[Pointing entries for named objects]
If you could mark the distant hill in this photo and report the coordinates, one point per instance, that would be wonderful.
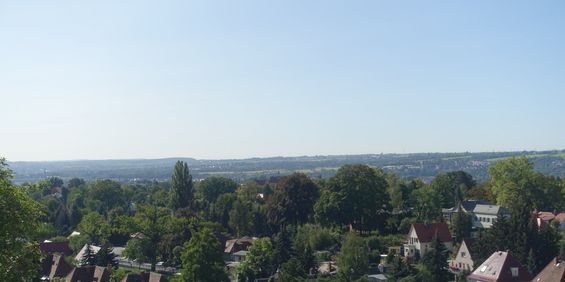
(423, 165)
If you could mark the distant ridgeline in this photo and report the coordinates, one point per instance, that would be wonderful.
(422, 165)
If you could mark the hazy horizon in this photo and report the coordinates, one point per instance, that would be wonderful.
(278, 156)
(231, 80)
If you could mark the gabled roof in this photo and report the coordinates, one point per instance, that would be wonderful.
(145, 277)
(470, 244)
(55, 266)
(426, 232)
(546, 216)
(235, 245)
(489, 209)
(498, 267)
(55, 247)
(553, 272)
(560, 217)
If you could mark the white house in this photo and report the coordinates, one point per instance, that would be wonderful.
(483, 213)
(421, 235)
(464, 259)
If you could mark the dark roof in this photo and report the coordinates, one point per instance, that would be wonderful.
(55, 266)
(55, 247)
(145, 277)
(470, 243)
(498, 268)
(81, 274)
(469, 205)
(427, 231)
(553, 272)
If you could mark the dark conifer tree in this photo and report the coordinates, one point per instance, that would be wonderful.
(181, 187)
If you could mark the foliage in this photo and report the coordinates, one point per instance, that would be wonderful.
(213, 187)
(95, 227)
(259, 261)
(181, 187)
(353, 259)
(435, 261)
(293, 200)
(106, 257)
(202, 258)
(19, 217)
(359, 193)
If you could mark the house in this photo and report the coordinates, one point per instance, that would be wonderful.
(544, 218)
(420, 238)
(80, 254)
(54, 265)
(483, 213)
(500, 267)
(49, 248)
(145, 277)
(376, 278)
(236, 245)
(88, 273)
(553, 272)
(464, 260)
(239, 256)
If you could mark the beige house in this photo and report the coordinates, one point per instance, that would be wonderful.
(463, 260)
(421, 235)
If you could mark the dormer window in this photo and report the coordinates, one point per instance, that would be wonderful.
(514, 271)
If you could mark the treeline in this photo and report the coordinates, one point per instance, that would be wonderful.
(351, 218)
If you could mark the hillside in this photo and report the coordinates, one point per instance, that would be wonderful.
(423, 165)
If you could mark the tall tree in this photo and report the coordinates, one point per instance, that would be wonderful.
(435, 261)
(293, 201)
(353, 259)
(19, 220)
(212, 187)
(106, 257)
(181, 187)
(202, 258)
(359, 192)
(259, 262)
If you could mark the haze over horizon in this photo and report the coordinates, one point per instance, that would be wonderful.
(227, 80)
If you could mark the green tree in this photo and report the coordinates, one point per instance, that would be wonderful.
(461, 225)
(512, 181)
(106, 256)
(212, 187)
(360, 194)
(353, 258)
(19, 218)
(259, 261)
(292, 271)
(293, 200)
(241, 218)
(181, 187)
(152, 222)
(435, 261)
(451, 187)
(202, 258)
(95, 227)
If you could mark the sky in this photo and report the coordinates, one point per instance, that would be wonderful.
(236, 79)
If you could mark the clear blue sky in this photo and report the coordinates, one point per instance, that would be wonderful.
(232, 79)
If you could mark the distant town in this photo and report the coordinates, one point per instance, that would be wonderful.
(362, 223)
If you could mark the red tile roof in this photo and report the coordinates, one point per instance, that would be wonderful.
(426, 232)
(553, 272)
(55, 247)
(498, 268)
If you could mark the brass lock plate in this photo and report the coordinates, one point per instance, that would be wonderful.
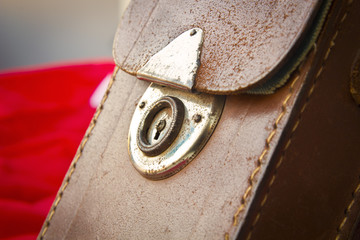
(169, 128)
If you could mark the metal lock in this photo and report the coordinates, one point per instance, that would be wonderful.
(170, 126)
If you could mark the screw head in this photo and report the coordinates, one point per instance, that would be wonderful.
(161, 125)
(142, 105)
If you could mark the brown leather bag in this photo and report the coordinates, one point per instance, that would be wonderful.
(283, 161)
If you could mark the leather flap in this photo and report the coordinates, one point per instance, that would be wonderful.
(245, 42)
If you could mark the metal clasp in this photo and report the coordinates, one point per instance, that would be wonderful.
(170, 126)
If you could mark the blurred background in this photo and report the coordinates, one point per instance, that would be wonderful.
(48, 31)
(55, 63)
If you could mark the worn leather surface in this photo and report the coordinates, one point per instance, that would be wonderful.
(315, 160)
(106, 198)
(250, 40)
(315, 191)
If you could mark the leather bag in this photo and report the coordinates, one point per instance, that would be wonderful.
(283, 161)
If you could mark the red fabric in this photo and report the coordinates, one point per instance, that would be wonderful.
(43, 116)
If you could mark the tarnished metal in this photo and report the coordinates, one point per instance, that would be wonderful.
(176, 65)
(201, 114)
(153, 145)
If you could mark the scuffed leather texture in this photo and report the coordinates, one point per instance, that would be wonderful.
(315, 170)
(245, 42)
(282, 166)
(106, 198)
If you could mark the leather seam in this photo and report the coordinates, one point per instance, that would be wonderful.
(288, 143)
(262, 155)
(77, 157)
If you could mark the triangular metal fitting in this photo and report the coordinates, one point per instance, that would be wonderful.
(177, 64)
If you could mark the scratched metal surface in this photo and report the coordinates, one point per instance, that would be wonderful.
(244, 41)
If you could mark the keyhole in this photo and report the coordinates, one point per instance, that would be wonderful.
(159, 127)
(157, 134)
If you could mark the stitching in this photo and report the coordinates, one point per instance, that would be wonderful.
(260, 159)
(76, 159)
(318, 74)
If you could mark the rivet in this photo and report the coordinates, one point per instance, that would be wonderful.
(142, 105)
(197, 118)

**TASK BRIEF**
Pull out, word for word, the stretch from the line containing "If you could mark the triangular" through the end of the records.

**COMPLETE OUTPUT**
If you could mark the triangular metal fitting in this photo and report the coordinates, one point per instance, that would be wonderful.
(177, 64)
If you could mark the scratched metal surface in this photo and report the coordinates, one point per instance, that would be wonderful.
(244, 41)
If you could mark the keyhole in this photo and report the coordinates, one point per instance, that would be wonderful.
(159, 127)
(157, 134)
If you could mark the stitching in this photo and report the coordinates, one point per instance, that would be wonderful.
(260, 159)
(76, 159)
(318, 74)
If you could mark the rivet in this photo and report the coordinates, one point per instance, that would be wonderful.
(142, 105)
(197, 118)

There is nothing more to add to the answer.